• Items:
## START

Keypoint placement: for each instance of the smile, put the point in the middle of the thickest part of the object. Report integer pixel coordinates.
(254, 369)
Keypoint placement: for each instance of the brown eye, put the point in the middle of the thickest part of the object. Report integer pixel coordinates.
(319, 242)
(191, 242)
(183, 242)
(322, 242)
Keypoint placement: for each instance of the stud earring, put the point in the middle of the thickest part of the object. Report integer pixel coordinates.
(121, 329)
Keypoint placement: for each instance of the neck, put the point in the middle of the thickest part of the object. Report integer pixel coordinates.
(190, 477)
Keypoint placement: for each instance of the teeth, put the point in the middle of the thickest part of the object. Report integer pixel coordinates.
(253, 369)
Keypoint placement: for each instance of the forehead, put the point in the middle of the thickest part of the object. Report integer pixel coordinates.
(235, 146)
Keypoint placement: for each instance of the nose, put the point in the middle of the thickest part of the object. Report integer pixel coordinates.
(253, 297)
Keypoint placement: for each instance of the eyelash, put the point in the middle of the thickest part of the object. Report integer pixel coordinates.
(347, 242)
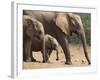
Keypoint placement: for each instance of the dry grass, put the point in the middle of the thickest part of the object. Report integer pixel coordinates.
(77, 57)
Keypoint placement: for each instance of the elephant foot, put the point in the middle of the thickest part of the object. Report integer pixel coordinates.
(28, 59)
(44, 61)
(57, 59)
(68, 62)
(89, 63)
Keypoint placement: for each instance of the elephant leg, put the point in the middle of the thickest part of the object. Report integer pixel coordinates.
(57, 54)
(32, 58)
(83, 39)
(65, 46)
(44, 55)
(27, 46)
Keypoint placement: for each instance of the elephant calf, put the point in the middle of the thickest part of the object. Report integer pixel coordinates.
(50, 45)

## END

• Description of the task:
Rewrite the records from the line containing "Keypoint placement: for each instance of the elephant calf, put" through the end of the records, inclusive, as a two-column CSV with the header request,keypoints. Give one row per request, holding its text and its answer, each in a single quoted field with line breaks replaced by spaces.

• Solution for this task:
request,keypoints
"Keypoint placement: for each instance of the elephant calf, put the point in the middle of the thickest part of the object. Report integer pixel coordinates.","(50, 45)"